Ways we can do this are by strengthening our ethics and disclosure laws; fine-tuning our Sunshine Laws so that we balance the ability for our legislators and other board members to do their work while keeping government transparent; and providing more information to the public about each of our government agencies.
We do have campaign contribution laws on the books, and I see the issue as more of disclosing the contributions versus accepting legal contributions. In addition, the laws for conflicts of interest as it relates to voting can be reviewed. The bottom line is the public wants to know if your votes follow your campaign contributions. If you look at my record, I disclose contributions and relationships prior to voting. I also do not always vote in favor of the people who have supported me.
8. How would you make the Legislature more transparent and accessible to the public? Opening conference committees to the public? Stricter disclosure requirements on lobbying and lobbyists? How could the Legislature change its own internal rules to be more open?

■ **DATA SHOWN**:
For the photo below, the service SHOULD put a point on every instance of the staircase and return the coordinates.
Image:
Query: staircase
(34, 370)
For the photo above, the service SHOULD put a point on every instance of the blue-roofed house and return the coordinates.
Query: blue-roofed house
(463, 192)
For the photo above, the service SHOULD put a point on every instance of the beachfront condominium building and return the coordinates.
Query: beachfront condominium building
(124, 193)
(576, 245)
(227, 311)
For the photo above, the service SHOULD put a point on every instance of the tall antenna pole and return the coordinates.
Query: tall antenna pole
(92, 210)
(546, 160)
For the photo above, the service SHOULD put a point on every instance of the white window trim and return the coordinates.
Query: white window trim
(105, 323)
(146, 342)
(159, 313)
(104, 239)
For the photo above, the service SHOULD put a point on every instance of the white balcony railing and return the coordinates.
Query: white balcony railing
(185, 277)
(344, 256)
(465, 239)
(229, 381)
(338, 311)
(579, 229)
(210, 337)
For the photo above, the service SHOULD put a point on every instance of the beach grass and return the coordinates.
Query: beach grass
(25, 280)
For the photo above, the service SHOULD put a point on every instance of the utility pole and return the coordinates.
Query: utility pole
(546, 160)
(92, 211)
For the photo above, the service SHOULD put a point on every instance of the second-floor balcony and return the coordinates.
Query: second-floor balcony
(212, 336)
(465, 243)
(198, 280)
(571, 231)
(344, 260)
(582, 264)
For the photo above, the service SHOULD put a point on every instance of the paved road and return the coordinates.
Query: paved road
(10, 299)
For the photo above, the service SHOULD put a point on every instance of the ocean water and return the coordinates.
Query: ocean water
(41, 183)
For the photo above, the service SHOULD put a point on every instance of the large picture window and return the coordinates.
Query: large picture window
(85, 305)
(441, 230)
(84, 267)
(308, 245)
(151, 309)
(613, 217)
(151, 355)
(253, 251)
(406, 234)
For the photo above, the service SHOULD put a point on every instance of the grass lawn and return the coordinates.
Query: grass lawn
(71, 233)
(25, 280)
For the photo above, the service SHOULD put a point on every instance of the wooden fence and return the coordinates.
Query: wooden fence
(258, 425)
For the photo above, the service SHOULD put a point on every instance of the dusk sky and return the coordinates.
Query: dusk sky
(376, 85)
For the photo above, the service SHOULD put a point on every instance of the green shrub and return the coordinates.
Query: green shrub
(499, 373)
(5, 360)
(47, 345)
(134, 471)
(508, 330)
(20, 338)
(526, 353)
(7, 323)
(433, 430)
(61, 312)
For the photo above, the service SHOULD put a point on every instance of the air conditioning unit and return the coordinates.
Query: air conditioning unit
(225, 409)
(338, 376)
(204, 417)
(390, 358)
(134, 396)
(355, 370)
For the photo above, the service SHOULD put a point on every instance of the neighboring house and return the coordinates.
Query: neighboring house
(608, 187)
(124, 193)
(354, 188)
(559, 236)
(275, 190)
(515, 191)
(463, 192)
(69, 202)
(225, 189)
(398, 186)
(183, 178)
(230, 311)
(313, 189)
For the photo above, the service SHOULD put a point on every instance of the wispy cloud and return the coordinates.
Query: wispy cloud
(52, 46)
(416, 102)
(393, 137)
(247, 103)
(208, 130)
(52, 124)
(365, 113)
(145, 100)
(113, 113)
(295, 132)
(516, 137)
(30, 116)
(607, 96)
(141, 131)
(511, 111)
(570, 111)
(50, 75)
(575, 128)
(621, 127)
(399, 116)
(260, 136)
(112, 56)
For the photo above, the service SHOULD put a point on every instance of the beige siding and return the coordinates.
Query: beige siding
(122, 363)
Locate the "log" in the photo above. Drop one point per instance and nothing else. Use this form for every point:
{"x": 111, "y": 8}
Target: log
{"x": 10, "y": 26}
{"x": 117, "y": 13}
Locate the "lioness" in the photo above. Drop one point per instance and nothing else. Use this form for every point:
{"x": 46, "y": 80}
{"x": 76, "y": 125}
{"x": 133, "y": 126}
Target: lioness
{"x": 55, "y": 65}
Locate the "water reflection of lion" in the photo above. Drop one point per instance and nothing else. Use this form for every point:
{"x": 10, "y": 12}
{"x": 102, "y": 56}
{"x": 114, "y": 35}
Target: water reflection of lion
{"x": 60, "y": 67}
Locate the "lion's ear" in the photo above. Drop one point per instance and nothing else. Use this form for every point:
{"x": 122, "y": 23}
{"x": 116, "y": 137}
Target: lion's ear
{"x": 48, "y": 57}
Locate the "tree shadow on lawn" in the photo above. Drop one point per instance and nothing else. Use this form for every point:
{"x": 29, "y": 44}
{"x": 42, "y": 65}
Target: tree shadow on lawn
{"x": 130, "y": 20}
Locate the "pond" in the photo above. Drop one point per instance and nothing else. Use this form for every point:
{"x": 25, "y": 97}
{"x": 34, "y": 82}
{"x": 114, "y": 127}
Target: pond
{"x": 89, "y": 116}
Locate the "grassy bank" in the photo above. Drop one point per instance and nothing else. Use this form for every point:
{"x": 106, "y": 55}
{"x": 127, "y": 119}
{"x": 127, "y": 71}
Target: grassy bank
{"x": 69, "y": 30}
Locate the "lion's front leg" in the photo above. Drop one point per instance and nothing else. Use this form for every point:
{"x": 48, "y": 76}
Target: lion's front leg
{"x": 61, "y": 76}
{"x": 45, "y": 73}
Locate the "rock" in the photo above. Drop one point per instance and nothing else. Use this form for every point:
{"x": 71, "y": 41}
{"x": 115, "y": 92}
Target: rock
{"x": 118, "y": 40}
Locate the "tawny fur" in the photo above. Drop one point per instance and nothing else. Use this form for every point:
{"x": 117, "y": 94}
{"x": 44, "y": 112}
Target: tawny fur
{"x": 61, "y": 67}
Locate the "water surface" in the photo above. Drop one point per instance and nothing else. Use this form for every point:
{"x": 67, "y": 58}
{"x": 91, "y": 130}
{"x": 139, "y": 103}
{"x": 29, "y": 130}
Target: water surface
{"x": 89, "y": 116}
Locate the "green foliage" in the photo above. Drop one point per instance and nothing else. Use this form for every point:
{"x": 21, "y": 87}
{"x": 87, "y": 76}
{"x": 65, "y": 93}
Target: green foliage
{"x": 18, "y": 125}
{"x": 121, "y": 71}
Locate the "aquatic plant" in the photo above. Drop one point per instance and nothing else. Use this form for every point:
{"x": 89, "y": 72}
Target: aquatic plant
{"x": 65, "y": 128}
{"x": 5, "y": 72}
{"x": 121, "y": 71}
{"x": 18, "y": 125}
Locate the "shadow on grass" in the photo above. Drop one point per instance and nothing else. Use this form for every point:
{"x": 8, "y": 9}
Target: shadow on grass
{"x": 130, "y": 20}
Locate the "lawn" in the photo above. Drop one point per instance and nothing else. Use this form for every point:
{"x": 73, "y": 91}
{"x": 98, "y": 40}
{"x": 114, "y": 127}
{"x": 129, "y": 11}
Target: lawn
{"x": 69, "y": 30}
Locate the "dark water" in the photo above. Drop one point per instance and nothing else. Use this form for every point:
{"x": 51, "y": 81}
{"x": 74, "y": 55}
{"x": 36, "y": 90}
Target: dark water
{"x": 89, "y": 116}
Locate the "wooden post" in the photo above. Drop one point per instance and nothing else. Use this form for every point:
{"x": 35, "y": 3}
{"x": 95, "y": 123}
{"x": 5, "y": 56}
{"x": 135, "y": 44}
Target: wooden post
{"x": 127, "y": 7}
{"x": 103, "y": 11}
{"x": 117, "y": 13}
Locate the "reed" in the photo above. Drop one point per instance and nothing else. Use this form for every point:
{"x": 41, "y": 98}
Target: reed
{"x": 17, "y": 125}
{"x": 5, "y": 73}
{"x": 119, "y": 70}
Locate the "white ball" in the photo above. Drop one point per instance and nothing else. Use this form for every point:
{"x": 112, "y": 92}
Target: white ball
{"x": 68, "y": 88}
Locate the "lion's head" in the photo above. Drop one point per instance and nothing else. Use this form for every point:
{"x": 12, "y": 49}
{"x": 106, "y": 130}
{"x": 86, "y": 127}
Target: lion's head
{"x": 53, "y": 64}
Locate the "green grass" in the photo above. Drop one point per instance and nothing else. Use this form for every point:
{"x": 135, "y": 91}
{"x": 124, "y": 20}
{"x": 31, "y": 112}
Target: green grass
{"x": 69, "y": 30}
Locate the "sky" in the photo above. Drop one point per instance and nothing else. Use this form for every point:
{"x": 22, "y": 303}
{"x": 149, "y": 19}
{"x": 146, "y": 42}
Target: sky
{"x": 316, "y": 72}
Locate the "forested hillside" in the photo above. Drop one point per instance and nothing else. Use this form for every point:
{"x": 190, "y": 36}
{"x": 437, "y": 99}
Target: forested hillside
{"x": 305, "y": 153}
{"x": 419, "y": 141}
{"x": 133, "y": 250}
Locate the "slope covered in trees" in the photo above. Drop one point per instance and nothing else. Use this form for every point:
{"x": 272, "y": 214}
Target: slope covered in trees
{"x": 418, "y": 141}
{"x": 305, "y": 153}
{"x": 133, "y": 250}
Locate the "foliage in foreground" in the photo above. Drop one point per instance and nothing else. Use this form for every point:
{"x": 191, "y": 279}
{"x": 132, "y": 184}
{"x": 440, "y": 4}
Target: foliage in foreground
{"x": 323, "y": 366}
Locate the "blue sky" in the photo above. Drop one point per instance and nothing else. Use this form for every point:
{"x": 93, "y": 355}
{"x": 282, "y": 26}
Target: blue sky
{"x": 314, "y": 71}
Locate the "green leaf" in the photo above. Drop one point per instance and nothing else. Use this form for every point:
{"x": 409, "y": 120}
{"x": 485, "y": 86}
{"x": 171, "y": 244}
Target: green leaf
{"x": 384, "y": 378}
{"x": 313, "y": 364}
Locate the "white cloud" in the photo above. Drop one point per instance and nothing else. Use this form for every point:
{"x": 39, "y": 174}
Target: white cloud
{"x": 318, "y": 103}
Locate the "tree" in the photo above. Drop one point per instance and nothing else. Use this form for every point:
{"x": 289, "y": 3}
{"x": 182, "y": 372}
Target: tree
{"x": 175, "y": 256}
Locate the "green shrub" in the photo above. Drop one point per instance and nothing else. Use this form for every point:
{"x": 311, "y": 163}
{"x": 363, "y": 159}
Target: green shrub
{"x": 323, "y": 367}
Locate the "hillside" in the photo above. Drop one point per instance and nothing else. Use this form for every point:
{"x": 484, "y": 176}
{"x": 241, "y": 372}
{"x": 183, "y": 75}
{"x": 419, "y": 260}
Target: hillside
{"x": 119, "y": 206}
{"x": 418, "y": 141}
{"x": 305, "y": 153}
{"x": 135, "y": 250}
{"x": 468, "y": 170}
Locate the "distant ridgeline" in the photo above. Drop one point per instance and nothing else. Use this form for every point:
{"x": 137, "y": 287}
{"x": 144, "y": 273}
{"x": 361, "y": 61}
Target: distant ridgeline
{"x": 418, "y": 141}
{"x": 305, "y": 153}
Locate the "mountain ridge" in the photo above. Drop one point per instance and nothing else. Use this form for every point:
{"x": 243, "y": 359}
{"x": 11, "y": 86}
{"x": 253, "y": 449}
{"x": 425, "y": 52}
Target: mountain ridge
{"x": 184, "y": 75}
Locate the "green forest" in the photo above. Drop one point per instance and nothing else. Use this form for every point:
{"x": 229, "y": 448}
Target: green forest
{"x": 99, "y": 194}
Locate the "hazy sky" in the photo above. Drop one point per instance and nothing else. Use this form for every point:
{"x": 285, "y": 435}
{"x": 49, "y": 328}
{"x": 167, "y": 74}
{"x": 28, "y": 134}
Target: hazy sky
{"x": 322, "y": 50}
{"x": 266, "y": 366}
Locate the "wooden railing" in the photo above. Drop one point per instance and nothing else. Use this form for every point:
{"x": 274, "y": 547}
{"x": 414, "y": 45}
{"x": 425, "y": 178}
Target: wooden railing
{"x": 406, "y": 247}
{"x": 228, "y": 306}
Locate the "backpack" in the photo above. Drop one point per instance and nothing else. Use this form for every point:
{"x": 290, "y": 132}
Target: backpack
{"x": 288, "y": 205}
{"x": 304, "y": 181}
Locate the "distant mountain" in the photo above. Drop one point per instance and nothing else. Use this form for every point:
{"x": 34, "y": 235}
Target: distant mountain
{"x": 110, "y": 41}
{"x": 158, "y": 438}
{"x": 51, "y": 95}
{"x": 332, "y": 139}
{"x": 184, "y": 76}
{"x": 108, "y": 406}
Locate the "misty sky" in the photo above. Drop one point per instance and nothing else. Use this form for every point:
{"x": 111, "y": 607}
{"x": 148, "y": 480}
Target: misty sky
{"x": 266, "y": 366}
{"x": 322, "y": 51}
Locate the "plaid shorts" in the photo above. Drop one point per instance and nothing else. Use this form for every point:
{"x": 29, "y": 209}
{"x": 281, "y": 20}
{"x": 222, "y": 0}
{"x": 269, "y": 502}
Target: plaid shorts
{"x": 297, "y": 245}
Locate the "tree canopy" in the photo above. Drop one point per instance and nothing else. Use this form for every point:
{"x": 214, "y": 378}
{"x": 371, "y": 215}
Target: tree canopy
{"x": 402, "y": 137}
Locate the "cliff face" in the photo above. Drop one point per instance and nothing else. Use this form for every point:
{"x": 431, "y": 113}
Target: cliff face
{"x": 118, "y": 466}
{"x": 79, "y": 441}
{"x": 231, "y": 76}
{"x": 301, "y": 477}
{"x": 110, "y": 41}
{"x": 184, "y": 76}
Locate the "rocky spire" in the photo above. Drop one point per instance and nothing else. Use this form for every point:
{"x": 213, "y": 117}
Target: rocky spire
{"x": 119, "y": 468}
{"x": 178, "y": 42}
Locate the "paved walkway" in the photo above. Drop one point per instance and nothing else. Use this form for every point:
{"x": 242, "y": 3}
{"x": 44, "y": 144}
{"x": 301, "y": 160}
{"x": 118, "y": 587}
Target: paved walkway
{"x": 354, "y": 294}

■ **TASK STATEMENT**:
Copy word for word the part of the text on government transparency starting with "Ways we can" and going on through "our government agencies.". The listing isn't needed here.

■ **EXERCISE OUTPUT**:
Ways we can do this are by strengthening our ethics and disclosure laws; fine-tuning our Sunshine Laws so that we balance the ability for our legislators and other board members to do their work while keeping government transparent; and providing more information to the public about each of our government agencies.